# Text passage
Saturday, May 30, 2015

A BLESSING FOR THE SEASON OF THE FISH



On May 23, 2015, I spoke at the Women of Fishing Families' Annual Blessing of the Fleet at the Chatham Fishing Pier, Chatham, MA. Here is an edited version of the words I spoke. 

After a cold winter it is great to stand here at the Chatham Fish Pier, right now, in this moment, with the sun shining, the wind blowing out of the northwest and the tide low.  

It’s late May and we are blessed by the arrival of our Cape Cod version of spring. The sun rises higher and stays longer in the sky.  Baitfish have moved in turning the water a turquoise green and the ospreys have arrived to nest and fish. The peeper’s sound, the herring are in the runs.  Dandelions grace our lawns and squid has showed up in Nantucket Sound. The daffodils bloom, the cherry blossoms waft in the breeze and the quahogs and clams rise closer to surface of the shoreline flats.

The world awakens to the season. Shops open on Main Street and the town and the harbors explode with activity.

As fishing families we live in harmony of the seasons, harvest in harmony with what the provider, the sea allows.  Stand in those thoughts for a moment, regard-the peepers, the daffodils, the ospreys, the fish, the fisherman and the cyclic nature of the seasons, the weather, the wind, the tide-the harmony of nature and the harmony of the harvest.

We hear and you hear,  there is no fish left in the ocean. True, there may be a limit of resources and fishing may not be the way it was in it’s hey day when the saying  ‘Anyone got some Chathams?’ meant something at New York's Fulton Fish Market. Or, when a line of tractor-trailer trucks idled on Stage Harbor Road waiting for mackerel and scup to be packed and loaded. Or, when there were more shucking shanties than guest cottage in the backyards of our neighborhoods.

# Listing
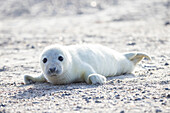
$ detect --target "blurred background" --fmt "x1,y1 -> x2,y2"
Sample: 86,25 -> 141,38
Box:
0,0 -> 170,50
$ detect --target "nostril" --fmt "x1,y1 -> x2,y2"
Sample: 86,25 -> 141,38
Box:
49,68 -> 56,73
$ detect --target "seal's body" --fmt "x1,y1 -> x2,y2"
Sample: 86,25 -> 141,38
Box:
24,44 -> 150,84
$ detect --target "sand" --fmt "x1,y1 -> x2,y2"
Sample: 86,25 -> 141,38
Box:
0,0 -> 170,113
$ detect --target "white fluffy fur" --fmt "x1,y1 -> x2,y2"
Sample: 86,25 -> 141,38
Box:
24,44 -> 149,84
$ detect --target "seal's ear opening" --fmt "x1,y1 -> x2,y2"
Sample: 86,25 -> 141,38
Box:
124,52 -> 151,65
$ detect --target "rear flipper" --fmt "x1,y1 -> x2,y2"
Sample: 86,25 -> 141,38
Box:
124,52 -> 151,65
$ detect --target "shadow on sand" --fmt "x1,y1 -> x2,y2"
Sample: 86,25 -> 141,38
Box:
12,74 -> 135,99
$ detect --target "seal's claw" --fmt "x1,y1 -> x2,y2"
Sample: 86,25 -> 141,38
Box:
89,74 -> 106,84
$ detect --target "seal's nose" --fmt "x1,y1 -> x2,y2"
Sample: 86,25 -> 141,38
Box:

# Problem description
Retype the part of the Blessing of the Fleet speech above between "We hear and" and "of our neighborhoods.", inclusive.

# Correct response
We hear and you hear,  there is no fish left in the ocean. True, there may be a limit of resources and fishing may not be the way it was in it’s hey day when the saying  ‘Anyone got some Chathams?’ meant something at New York's Fulton Fish Market. Or, when a line of tractor-trailer trucks idled on Stage Harbor Road waiting for mackerel and scup to be packed and loaded. Or, when there were more shucking shanties than guest cottage in the backyards of our neighborhoods.